Exercise details
Write the next part of the forum thread about engine oil for a rebuilt 1.8T, starting with the reply posted under "BatesGTI (Apr 22, 2003)".

==== Text provided

# oil for 1.8t 400+



## Djordje1 (Jan 31, 2021)

Hi everyone,
I just wanted to ask for advice motor about oil.

I'm working on project car 1.8t (new beetle 2000 awv) and I'm buidling new engine,completly
with new turbo g25-550.Currently I have 260k and I'm using 10 40w

Do you recommend to upgrade or downgrade viscosity?
Which brand you recomend,wich viscosity?I guess should be some racing oil,but not sure which one is the best for me.

Djordje


----------



## Butcher (Jan 31, 2001)

It's not a race car and I would not recommend race car oil. 

I use 5w60 LiquiMoly on all my engines. I'm kinda old school and like thicker oil.


----------



## BatesGTI (Apr 22, 2003)

========
==== Information provided

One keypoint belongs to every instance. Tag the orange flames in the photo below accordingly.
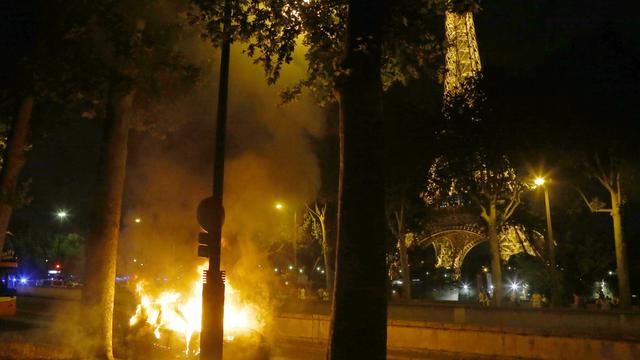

========

Result below
Well what are your intentions for the motor? Is it for track use(high rev, long durations) or is it for spirited driving? When I built my head and had APR raise my rev limiter to 8500. They suggested I run clearanced Rod bearings. The reason why was the oil needed to flow through quick to cut out heat build up and spun bearings. The oil I used to use was Motul 5w40. That oil was magic and when I did a tear down there was no wear. It’s one of the few Group5 oils out there. In the US synthetic is an advertising term so there isn’t regulations. In Europe a synthetic is group 4 or 5 by law.
My cars primary purpose was HPDE. Now a days oil primary purpose is to cool the bearings. That’s why they use 0w20. Key is good research.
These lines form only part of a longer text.